◆ **EXERCISE DESCRIPTION**: A verbatim copy of the records is required, with all pictures left out.

######

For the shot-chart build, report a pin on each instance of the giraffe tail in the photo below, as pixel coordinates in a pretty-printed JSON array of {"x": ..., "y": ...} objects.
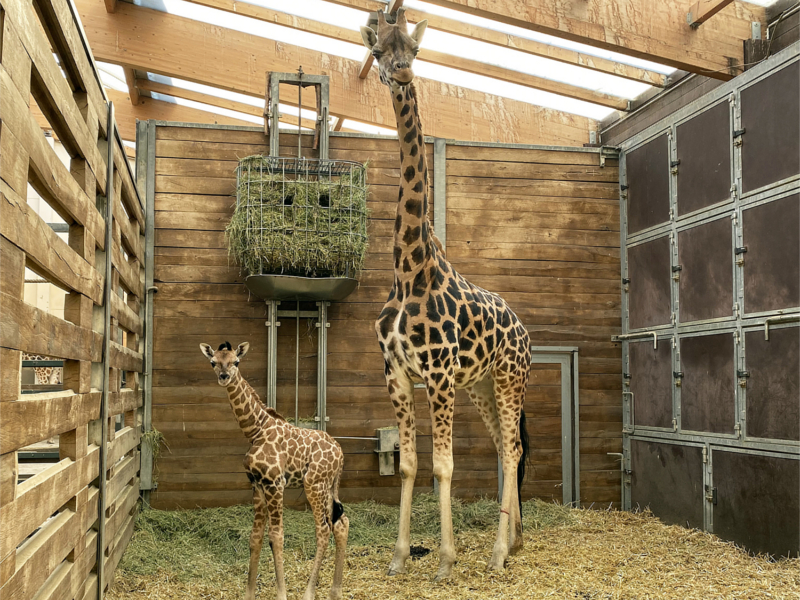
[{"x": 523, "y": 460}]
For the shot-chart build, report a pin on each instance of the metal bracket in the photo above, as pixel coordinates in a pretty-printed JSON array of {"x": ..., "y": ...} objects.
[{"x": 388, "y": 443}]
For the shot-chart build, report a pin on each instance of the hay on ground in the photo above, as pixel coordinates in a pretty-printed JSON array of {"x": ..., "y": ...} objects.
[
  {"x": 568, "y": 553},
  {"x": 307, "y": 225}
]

######

◆ **RESPONSE BELOW**:
For the shot-chart build, report a pin on each instance of the giraffe tail in the photo below, as pixel coordinates in a pretty-printed JSON array of {"x": ..., "y": ...} objects.
[{"x": 523, "y": 460}]
For the shot-chart build, report a pin on each instance of the metal bracket in the photo above, as pixel coordinates in a pretty-printed JSON array of {"x": ..., "y": ...} objects.
[{"x": 388, "y": 443}]
For the shot-chart build, report a pin on each instance of the hay on ground in the photo above, as pixel coordinates in a pretty-printed JSON array of {"x": ..., "y": ...} objects.
[
  {"x": 568, "y": 553},
  {"x": 307, "y": 225}
]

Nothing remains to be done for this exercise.